─── Supplied text ───

So the Bible repeatedly stresses that the believer should submit to, honor, obey, and be thankful for the government and authorities God has placed over him. It is likely that these principles are emphasized in several passages because it is the inclination of the human heart and the flesh to want to disobey and be rebellious. So the Lord repeatedly reminds us of the necessity of obedience.

Since all those things are true, is it permissible for a believer ever to disobey the government? And if so, when?

Yes, there are times when it is possible to disobey, but they are admittedly few. Disobedience is allowable under two large categories:

  1. We must disobey when we are commanded by the government or authorities to worship falsely. The example of such disobedience is given in Daniel 3 with the account of Shadrach, Meshach, and Abed-nego. When commanded to worship the golden image created by Nebuchadnezzar, they replied, “let it be known to you, O king, that we are not going to serve your gods or worship the golden image that you have set up” (3:18). They were simply following the command given by God in Exodus 20 — ““You shall have no other gods before Me. “You shall not make for yourself an idol, or any likeness of what is in heaven above or on the earth beneath or in the water under the earth” (vv. 3–4). So when the government calls us to give allegiance to someone above Christ, we not only can we disobey, but we must disobey that government.

That being said, when we disobey the government, we can expect consequences from the government for our disobedience, and we are not to complain bitterly about the government. So Daniel’s three friends told Nebuchadnezzar, “If it be so, our God whom we serve is able to deliver us from the furnace of blazing fire; and He will deliver us out of your hand, O king. But even if He does not, let it be known to you, O king, that we are not going to serve your gods…” (vv. 17-18). In other words, “Do what you must do, but we will not worship a false god.”

Additionally, even when we have a right to disobey, that disobedience must be done respectfully. We see an example of that in Daniel’s life when he and his friends were initially deported to Babylon. Even though they could not defile themselves by eating the Babylonian food, they made the request for a different diet with grace and humility (see Dan. 1:8, 11-14). Their respectful conduct serves as a fitting model for us and demonstrates what Paul would later write to Titus and the churches in Crete: “to malign no one, to be peaceable, gentle, showing every consideration for all men” (3:2).

  1. We must disobey when we are commanded by the government or authorities to disobey a clear command of God. In fact, one theologian has identified seven specific circumstances when we can and should disobey (note how many of these relate to false worship):
  • When the authorities do not allow worship of God (Ex. 5:1)

───

*Exercise set*
- a) From the passage on obeying and disobeying the government, list every action the first paragraph says the believer should take toward the government and authorities God has placed over him.
- b) Carry on writing the passage on obeying and disobeying the government, beginning right after its last line.

─── Excerpted data ───

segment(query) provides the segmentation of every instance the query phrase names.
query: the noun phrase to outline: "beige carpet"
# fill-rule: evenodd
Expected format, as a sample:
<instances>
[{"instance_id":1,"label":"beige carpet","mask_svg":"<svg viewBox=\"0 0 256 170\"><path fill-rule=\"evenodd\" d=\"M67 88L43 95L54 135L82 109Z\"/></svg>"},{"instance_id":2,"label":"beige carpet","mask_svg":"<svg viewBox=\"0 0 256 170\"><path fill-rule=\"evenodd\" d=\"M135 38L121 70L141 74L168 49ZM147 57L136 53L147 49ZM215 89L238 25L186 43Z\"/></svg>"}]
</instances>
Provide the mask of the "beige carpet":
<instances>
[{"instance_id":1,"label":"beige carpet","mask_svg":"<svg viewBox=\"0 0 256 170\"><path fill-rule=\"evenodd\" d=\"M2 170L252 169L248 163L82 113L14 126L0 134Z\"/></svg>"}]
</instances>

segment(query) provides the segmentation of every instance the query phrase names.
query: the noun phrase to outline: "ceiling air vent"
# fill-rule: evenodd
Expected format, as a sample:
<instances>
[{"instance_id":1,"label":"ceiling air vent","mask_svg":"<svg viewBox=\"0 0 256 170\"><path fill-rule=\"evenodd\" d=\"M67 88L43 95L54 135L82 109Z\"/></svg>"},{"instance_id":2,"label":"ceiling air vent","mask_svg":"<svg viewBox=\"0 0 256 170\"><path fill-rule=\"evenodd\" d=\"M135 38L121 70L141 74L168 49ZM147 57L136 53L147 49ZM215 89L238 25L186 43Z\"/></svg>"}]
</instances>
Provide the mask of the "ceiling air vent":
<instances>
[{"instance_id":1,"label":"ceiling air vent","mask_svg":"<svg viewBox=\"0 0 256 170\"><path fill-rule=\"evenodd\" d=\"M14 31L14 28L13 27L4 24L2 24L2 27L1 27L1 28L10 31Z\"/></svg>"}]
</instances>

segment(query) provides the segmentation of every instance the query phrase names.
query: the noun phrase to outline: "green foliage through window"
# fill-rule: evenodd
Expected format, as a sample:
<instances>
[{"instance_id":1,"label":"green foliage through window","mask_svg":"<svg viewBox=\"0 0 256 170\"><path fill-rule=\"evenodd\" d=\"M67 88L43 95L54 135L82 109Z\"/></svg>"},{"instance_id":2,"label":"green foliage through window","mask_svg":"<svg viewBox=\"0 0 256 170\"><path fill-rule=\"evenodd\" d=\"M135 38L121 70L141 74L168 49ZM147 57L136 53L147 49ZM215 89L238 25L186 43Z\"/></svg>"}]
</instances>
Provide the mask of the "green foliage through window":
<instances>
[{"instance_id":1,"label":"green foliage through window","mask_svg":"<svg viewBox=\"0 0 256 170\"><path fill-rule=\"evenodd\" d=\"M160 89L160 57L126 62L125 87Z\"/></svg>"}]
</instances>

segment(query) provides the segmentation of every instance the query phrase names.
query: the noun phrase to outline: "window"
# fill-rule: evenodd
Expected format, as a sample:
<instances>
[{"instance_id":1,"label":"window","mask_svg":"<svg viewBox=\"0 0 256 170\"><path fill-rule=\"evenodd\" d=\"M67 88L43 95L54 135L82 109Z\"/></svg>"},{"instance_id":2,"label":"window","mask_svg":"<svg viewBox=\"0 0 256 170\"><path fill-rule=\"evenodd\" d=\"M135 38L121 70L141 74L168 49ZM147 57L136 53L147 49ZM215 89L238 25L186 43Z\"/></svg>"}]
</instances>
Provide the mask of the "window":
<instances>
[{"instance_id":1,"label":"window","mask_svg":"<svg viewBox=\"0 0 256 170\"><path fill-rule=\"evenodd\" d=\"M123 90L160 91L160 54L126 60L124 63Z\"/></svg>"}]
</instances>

───

*Written answers*
- a)
- Submit to
- Honor
- Obey
- Be thankful for

- b)
  • When the authorities command believers to kill innocent lives (Ex. 1:15-21)
  • When the authorities command that God’s servants be killed (1 Kings 18:1-4)
  • When the authorities command believers to worship idols (Dan. 3)
  • When the authorities command believers to pray to a man (Dan. 6)
  • When the authorities forbid believers from propagating the gospel (Acts 4:17-19; 5:28-29, 40-41)
  • When the authorities command believers to worship a man (Rev. 13)

We should note from these principles and from the example of Peter in Acts 5 that disobedience is only for clear violations of God’s decrees. Disobedience is not for laws I don’t happen to like (like speed limits, taxes, and building codes). I may not agree with a building code, but that code is not forcing me to disobey the Lord and thus I cannot violate that law.

So Norman Geisler concludes, “…whereas believers are always to obey government when it takes its place under God, they should never obey it when it takes the place of God.”

We also do well to remember that civil disobedience is not an option given to us by God to make us more “comfortable” and to give us an easy life. In fact, if we disobey, life may often become more “uncomfortable,” because of the consequences that come from the government. We will honor God when we willingly and joyfully accept the consequences of our disobedience from the government. Peter in similar fashion to Daniel and his friends, demonstrates that there’s no complaining if we suffer as a result of our disobedience (Acts 5:41).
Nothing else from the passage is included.